◆ Text under study
Do It Again

June 17, 2026

In the film Awakenings — based on a true story — a doctor uses an experimental drug to awaken patients who have spent decades in a catatonic, sleep-like state. The first patient to respond is a man named Leonard, who has been essentially absent from his own life for thirty years.

In one scene, Leonard calls the doctor in the middle of the night — he has to talk to him, right now. The doctor rushes over. And Leonard, barely able to contain himself, holds up a newspaper and says:

"Read the newspaper. See what they say — all bad, it's all bad. People have forgotten what life is about. They've forgotten what it is to be alive. They need to be reminded. They need to be reminded about what they have and what they can lose. What I feel is the joy of life, the gift of life, the freedom of life, the wonderment of life!"

Somewhere along the way, most of us lose that. Not all at once — gradually, imperceptibly. The wonder gets worn down by familiarity. The gift gets obscured by routine. We stop noticing.

The philosopher G.K. Chesterton wrote about children and their insistence on repetition — "Do it again! Do it again!" — and suggested that what looks like simple immaturity might actually be closer to the divine:

"It may be that God makes every daisy separately but has never gotten tired of making them. It may be that he has the eternal appetite of infancy. For we have sinned and grown old — and our Father is younger than we."

◆ Provided information
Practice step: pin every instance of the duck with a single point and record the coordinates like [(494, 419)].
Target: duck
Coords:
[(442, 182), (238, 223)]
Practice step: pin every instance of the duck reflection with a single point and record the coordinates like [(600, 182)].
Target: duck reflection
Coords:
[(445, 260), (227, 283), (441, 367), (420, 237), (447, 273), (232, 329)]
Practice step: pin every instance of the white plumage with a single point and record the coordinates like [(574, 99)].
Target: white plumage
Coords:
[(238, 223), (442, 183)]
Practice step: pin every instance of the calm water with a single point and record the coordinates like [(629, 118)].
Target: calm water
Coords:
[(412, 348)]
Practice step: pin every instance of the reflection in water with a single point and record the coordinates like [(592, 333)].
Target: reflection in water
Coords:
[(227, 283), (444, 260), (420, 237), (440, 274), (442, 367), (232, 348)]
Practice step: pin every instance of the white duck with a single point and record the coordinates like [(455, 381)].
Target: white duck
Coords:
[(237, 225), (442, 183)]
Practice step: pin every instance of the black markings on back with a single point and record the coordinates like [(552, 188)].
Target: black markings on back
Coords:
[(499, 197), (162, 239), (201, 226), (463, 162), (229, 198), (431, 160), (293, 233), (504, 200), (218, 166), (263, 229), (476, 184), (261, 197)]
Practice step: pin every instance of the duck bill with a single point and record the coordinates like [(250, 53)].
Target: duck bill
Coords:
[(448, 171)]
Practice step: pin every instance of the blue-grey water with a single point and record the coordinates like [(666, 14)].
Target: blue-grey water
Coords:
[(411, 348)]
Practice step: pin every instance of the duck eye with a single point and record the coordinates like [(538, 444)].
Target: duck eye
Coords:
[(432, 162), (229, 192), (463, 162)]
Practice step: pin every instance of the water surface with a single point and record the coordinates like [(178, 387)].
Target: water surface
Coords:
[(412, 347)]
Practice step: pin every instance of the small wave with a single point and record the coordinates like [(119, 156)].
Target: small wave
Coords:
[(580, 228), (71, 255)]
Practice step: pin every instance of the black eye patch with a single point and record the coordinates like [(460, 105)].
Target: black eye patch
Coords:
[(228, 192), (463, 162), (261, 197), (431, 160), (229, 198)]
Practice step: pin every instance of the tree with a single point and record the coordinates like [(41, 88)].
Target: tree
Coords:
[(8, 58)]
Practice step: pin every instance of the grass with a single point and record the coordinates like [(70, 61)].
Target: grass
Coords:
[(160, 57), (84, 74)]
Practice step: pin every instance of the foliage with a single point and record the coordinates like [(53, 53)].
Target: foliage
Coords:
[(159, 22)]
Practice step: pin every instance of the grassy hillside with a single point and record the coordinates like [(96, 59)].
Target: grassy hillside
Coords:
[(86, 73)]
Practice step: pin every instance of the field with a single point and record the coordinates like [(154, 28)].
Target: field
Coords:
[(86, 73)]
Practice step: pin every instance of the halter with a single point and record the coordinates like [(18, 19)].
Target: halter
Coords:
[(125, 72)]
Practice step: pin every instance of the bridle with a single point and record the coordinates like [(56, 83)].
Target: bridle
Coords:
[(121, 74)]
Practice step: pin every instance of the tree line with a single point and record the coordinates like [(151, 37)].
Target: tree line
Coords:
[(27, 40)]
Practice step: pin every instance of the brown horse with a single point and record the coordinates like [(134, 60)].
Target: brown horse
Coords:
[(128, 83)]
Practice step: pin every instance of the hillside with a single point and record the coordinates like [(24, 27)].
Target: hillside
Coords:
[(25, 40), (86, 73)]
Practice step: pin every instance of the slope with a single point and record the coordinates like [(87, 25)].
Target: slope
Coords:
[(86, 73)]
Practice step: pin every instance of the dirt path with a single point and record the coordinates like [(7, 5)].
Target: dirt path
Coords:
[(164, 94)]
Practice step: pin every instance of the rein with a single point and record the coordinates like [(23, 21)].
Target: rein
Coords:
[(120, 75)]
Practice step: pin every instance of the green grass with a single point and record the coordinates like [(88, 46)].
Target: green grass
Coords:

◆ Exercise requirements
(1) For each statement, decide whether the essay on wonder supports it. Answer yes or no and quote the words of the essay that decide it. (a) Leonard contacts the doctor in the middle of the night. (b) Leonard had been absent from his own life for twenty years. (c) Chesterton treats children's demand for repetition as simple immaturity.
(2) Write the next paragraph of the essay on wonder, starting after the Chesterton quotation that closes it.
The rows have no connection to the essay on wonder.

◆ Task results
(1)
(a) Yes: "Leonard calls the doctor in the middle of the night"
(b) No: "who has been essentially absent from his own life for thirty years"
(c) No: "what looks like simple immaturity might actually be closer to the divine"

(2)
Jesus said that the kingdom of God belongs to those who receive it as a child. Wide-eyed. Wondering. Awake to the gift of being alive.

What would it take today to see your life the way Leonard saw his — as something precious, something worth exclaiming over, something you don't want to sleep through?

Prayer: Loving God, wake us up. Open our eyes to the gifts we have grown too familiar to notice — the ordinary miracles of this day, this life, this breath. Give us back something of that wide-eyed wonder that greets the world as the gift it is. And may that wonder draw us closer to you — the one who makes every daisy, and has never once grown tired of it. We ask in Jesus' name. Amen.